_Exercise prompt_.
Copy out verbatim the part that opens with the line containing "Where can the teeth" and closes with the line containing "column 304, row 257". Include both of those lines.

[Rows from an object-pointing dataset]
** Start **
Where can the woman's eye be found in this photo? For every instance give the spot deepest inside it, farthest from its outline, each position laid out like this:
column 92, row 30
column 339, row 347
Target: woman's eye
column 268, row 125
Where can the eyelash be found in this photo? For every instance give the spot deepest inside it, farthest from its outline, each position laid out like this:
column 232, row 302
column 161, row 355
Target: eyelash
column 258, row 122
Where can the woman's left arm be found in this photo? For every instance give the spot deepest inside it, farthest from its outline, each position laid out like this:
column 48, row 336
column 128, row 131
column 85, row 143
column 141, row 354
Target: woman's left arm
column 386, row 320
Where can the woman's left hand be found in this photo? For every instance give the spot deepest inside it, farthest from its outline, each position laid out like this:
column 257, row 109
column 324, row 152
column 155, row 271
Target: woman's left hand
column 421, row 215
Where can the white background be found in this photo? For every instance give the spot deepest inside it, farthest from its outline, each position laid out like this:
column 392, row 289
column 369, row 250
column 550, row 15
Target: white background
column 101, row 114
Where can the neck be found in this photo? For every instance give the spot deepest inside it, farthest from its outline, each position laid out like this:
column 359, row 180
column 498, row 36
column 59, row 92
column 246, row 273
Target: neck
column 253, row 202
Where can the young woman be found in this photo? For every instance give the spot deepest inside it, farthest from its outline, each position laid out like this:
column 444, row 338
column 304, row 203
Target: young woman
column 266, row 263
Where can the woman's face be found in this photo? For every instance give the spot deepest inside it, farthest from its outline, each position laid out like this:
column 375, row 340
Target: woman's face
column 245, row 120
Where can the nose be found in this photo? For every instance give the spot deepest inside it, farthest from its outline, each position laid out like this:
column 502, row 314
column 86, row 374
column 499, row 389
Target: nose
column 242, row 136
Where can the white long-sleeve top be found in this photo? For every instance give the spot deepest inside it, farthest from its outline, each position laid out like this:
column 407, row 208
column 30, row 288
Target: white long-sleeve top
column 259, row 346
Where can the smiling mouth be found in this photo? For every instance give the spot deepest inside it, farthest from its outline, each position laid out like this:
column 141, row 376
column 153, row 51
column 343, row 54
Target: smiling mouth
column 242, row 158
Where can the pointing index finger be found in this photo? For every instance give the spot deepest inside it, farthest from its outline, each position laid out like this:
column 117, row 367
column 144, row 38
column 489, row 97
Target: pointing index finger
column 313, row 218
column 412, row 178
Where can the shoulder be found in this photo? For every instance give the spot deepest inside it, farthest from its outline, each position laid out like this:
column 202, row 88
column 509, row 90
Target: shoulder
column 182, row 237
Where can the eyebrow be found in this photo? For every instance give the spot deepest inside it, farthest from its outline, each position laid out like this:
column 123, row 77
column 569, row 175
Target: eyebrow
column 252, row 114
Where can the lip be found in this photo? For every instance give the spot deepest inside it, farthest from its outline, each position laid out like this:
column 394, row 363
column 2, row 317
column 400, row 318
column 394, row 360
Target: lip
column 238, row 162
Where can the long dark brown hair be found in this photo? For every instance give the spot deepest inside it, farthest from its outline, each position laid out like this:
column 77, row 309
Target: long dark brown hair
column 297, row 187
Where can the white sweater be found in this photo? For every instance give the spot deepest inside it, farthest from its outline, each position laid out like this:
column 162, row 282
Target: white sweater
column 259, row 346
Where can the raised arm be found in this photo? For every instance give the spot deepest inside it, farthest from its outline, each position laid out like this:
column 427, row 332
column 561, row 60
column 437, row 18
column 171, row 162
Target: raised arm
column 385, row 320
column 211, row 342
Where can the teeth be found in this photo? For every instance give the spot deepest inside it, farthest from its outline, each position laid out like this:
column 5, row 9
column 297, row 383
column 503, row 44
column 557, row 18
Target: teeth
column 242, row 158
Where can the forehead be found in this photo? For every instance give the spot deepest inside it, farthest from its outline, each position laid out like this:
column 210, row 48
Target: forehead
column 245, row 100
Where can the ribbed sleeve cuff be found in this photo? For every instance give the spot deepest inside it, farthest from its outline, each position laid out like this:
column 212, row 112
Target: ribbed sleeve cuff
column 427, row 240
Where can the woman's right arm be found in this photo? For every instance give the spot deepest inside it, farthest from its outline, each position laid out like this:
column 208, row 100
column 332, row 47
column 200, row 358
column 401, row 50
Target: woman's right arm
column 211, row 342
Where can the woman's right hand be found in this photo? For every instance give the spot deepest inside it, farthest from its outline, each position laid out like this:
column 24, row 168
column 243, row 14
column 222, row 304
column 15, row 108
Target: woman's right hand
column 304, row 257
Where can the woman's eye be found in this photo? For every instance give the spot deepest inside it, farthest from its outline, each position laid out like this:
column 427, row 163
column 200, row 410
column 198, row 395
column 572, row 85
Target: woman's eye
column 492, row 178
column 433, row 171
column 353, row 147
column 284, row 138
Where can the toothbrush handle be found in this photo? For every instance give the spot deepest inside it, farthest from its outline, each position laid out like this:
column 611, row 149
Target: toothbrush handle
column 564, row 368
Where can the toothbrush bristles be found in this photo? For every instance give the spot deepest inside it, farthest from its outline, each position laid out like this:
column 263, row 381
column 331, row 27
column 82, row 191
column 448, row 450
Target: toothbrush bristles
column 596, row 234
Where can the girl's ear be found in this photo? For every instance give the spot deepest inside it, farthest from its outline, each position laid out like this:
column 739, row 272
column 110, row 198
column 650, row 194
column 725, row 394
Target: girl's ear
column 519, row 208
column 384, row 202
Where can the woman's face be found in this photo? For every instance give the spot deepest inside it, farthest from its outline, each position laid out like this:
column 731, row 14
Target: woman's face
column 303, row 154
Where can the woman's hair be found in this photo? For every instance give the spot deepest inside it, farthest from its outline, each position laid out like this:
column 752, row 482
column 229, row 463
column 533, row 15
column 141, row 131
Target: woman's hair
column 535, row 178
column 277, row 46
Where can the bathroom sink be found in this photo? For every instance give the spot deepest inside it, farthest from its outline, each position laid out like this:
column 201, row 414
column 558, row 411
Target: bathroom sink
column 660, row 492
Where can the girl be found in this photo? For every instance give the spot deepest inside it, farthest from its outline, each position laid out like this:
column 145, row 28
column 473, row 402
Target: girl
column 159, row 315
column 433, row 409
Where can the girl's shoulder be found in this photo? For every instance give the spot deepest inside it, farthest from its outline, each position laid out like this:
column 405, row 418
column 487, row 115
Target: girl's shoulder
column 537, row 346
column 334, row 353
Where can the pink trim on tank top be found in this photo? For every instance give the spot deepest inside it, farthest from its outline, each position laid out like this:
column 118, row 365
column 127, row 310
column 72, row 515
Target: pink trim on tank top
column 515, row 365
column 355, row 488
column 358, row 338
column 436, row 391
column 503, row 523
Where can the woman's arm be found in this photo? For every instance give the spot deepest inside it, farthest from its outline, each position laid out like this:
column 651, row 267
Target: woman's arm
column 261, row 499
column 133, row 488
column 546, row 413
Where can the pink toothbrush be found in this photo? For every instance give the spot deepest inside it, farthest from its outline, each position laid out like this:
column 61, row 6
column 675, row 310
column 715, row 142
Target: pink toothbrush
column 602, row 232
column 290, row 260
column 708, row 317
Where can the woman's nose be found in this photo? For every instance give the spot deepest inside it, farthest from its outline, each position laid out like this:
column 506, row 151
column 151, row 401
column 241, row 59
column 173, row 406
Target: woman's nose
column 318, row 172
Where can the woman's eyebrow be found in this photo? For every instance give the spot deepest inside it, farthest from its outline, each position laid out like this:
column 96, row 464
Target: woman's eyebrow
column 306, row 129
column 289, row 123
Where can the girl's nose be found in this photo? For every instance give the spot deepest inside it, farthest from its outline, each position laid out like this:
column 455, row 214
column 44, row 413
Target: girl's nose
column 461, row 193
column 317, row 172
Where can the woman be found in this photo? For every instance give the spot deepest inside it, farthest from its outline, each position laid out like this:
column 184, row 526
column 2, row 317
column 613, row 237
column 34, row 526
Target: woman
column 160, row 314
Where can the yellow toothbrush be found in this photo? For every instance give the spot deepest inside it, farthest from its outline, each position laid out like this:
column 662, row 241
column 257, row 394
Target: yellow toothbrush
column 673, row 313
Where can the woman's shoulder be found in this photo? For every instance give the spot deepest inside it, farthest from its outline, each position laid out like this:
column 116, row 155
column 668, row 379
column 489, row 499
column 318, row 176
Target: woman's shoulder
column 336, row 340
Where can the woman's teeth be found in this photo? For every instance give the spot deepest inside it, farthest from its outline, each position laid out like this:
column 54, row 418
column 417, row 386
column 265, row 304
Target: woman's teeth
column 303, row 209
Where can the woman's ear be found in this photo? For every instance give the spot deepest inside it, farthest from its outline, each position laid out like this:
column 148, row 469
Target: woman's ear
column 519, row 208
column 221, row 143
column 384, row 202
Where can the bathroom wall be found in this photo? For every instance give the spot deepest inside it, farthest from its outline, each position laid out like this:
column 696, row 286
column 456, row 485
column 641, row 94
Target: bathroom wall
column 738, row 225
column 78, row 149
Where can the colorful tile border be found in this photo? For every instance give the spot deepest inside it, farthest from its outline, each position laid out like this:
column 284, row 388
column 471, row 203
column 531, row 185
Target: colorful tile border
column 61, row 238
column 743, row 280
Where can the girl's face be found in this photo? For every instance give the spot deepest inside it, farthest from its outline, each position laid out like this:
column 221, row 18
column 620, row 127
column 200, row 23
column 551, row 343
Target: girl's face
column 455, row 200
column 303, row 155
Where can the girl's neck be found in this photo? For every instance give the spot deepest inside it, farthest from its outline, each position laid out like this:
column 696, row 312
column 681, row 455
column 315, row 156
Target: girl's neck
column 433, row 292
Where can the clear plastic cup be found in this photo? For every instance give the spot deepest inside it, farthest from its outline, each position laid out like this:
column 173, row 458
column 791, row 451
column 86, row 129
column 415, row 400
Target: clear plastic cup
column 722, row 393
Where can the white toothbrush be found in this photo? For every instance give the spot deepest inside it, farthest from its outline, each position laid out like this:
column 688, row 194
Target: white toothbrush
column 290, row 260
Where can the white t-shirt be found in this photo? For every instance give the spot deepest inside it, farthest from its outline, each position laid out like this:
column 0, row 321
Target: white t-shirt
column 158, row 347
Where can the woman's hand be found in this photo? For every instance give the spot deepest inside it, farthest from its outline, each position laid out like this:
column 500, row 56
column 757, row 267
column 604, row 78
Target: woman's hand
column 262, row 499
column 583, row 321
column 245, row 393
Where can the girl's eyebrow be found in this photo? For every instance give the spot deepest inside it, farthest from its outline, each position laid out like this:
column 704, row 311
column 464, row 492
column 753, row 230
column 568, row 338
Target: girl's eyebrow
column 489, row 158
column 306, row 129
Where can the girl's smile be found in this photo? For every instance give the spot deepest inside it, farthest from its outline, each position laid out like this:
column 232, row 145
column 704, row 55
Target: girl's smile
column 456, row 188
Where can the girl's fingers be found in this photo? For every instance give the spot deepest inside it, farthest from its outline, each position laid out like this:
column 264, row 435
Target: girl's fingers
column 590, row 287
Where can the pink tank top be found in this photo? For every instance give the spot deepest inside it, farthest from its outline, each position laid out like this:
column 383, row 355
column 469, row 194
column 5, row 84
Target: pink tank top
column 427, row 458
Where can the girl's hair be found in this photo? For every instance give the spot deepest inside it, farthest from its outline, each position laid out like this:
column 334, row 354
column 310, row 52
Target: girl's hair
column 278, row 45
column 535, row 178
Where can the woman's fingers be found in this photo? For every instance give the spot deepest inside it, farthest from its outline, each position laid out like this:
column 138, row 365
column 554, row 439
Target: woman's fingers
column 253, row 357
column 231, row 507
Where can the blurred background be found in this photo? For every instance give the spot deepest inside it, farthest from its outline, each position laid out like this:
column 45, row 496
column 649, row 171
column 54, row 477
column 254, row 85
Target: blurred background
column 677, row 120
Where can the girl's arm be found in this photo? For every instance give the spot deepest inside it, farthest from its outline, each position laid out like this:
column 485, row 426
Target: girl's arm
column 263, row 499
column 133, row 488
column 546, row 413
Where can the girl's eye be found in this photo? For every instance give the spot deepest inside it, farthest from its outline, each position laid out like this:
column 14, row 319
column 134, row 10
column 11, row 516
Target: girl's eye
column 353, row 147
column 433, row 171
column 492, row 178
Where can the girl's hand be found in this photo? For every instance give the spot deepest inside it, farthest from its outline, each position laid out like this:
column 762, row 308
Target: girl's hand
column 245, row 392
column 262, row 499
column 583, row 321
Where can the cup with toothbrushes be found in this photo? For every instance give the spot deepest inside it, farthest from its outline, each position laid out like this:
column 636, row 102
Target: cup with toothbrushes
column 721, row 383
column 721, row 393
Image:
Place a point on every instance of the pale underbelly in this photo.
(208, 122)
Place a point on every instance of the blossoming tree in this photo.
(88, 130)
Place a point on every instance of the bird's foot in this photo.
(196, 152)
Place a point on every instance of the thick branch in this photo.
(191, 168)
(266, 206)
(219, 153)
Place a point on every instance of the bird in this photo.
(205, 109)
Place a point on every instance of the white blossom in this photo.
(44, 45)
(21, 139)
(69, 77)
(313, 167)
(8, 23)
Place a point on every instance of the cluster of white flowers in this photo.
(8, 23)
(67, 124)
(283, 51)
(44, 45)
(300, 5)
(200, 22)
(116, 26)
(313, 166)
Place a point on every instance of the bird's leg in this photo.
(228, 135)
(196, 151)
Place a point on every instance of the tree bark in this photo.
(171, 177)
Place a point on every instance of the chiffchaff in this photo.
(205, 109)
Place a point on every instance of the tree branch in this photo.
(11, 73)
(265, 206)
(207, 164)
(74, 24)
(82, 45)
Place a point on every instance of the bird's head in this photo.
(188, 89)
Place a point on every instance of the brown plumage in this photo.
** End **
_Exercise response_.
Where can the teeth be found in this photo? For every instance give the spot deepest inside it, farthest from its outline, each position laid out like this:
column 5, row 9
column 297, row 383
column 503, row 44
column 557, row 18
Target: teeth
column 242, row 158
Where can the forehead be found in this photo? For every instance give the spot deepest inside it, farthest from its outline, each position laid out like this:
column 210, row 48
Target: forehead
column 245, row 100
Where can the ribbed sleeve cuff be found in this photo? For every instance give the spot deepest inside it, farthest from its outline, each position laid out like this:
column 212, row 112
Target: ribbed sleeve cuff
column 427, row 240
Where can the woman's right arm be found in this photo? For every instance give the spot deepest inside it, farthest from its outline, each position laid out like this:
column 208, row 100
column 332, row 47
column 200, row 358
column 401, row 50
Target: woman's right arm
column 211, row 342
Where can the woman's right hand be found in this photo? For every instance give the spot deepest inside it, farthest from its outline, each position laid out like this:
column 24, row 168
column 243, row 14
column 222, row 304
column 15, row 108
Target: woman's right hand
column 304, row 257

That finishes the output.